Set down the passage of the Snowball stemming page between "#list of tokenized" and "print(e1+' ----> '+e2)", inclusive, with every character unchanged.
-- START OF DOCUMENT EXCERPT --
## Snowball stemming
### Snowball stemming, also known as the Porter2 stemming algorithm, is another popular stemming algorithm used in natural language processing (NLP). 
### It is an improvement over the original Porter stemming algorithm, providing more accurate and linguistically robust stemming. 
### The Snowball stemming algorithm is language-specific and supports multiple languages. 
### It follows a similar approach to the Porter stemming algorithm, applying a set of rules to strip suffixes from words. However, Snowball stemming incorporates additional linguistic knowledge and fine-tunes the stemming process.

In [1]:
import nltk
from nltk.stem.snowball import SnowballStemmer
 
#the stemmer requires a language parameter
snow_stemmer = SnowballStemmer(language='english')
 
#list of tokenized words
words = ['cared','university','fairly','easily','singing',
       'sings','sung','singer','sportingly']
 
#stem's of each word
stem_words = []
for w in words:
    x = snow_stemmer.stem(w)
    stem_words.append(x)
     
#print stemming results
for e1,e2 in zip(words,stem_words):
    print(e1+' ----> '+e2)
-- END OF DOCUMENT EXCERPT --
-- START OF ENTRIES SUPPLIED --
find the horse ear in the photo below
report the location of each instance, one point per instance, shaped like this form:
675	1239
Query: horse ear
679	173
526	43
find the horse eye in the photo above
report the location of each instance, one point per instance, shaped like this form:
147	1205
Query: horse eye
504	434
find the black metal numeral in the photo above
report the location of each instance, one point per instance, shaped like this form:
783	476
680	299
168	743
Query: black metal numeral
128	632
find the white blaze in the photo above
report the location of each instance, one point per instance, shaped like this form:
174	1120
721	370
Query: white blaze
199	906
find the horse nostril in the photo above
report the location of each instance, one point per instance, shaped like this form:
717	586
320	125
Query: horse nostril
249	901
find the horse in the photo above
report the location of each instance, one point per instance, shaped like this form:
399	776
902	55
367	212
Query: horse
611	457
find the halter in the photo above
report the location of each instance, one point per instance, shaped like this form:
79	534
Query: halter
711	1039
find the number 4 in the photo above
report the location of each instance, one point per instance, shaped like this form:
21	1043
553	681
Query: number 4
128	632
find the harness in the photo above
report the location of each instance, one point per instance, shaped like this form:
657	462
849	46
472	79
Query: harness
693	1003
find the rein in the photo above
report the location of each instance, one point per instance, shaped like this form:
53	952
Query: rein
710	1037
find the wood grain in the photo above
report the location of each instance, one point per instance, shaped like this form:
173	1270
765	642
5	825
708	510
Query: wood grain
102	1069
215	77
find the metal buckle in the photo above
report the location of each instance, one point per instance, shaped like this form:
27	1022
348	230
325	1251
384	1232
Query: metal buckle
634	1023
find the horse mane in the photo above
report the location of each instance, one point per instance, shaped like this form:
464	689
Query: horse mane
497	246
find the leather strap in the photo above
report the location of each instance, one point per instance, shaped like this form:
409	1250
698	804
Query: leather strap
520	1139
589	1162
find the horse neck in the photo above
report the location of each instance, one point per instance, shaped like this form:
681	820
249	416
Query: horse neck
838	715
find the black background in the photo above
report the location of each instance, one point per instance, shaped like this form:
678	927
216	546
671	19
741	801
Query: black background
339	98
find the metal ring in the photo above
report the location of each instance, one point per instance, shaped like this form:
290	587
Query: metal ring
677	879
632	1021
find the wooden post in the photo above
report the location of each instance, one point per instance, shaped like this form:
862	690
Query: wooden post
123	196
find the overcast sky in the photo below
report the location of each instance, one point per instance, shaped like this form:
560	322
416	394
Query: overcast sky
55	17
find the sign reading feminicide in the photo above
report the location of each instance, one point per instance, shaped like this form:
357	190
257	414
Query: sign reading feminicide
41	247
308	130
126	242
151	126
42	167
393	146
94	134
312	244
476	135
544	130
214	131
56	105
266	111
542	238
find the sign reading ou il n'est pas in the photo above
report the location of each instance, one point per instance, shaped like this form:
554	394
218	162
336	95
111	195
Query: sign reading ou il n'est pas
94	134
-- END OF ENTRIES SUPPLIED --
#### RESPONSE TO THE TASK
#list of tokenized words
words = ['cared','university','fairly','easily','singing',
       'sings','sung','singer','sportingly']
 
#stem's of each word
stem_words = []
for w in words:
    x = snow_stemmer.stem(w)
    stem_words.append(x)
     
#print stemming results
for e1,e2 in zip(words,stem_words):
    print(e1+' ----> '+e2)